Written request = Copy out the records below, switching "drop" to "place" wherever it appears and changing nothing else. Leave the pictures out of your copy.
*** Rows ***
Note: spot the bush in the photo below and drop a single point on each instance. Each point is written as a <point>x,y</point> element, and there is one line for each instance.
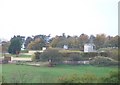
<point>24,51</point>
<point>51,55</point>
<point>103,61</point>
<point>74,78</point>
<point>74,57</point>
<point>113,77</point>
<point>90,54</point>
<point>35,56</point>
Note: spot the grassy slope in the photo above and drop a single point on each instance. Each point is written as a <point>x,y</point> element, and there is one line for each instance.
<point>49,74</point>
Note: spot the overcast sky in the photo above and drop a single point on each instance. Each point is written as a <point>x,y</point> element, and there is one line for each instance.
<point>72,17</point>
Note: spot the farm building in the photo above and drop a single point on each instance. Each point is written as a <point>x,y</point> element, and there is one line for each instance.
<point>89,47</point>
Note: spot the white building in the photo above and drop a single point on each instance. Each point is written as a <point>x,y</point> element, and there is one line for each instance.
<point>89,48</point>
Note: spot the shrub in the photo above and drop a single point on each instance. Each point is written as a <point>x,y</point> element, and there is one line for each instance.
<point>51,55</point>
<point>113,77</point>
<point>103,61</point>
<point>74,78</point>
<point>35,56</point>
<point>90,54</point>
<point>74,57</point>
<point>24,51</point>
<point>88,78</point>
***
Solution for this task =
Note: spot the bush in the photo below and place a single point on each instance. Each point is written as a <point>x,y</point> element, and there is one line for each instance.
<point>24,51</point>
<point>51,55</point>
<point>103,61</point>
<point>74,78</point>
<point>74,57</point>
<point>113,77</point>
<point>90,54</point>
<point>35,56</point>
Note: spot the grassy slope in the photo above and place a single point on each instance. Each point is written as a <point>x,y</point> element, and there is one line for each instance.
<point>49,74</point>
Note: spot the overcast sky in the photo above and place a single point on each instance. Each point is written as a <point>x,y</point> element, and there is one line for each instance.
<point>72,17</point>
Note: spot the farm building in the photo above and place a single point on each instance. Each point is written as a <point>x,y</point> element, and there is one line for each instance.
<point>89,47</point>
Note: spot the white building in the photo above and place a single point on each instance. Each point is written as a <point>x,y</point> element, and there is one line for each instance.
<point>89,48</point>
Note: spot the shrub in the photo above and place a single point on each instance. Each point is written as a <point>x,y</point> element, and there is one line for each instance.
<point>51,55</point>
<point>113,77</point>
<point>103,61</point>
<point>74,78</point>
<point>35,56</point>
<point>90,54</point>
<point>74,57</point>
<point>24,51</point>
<point>88,78</point>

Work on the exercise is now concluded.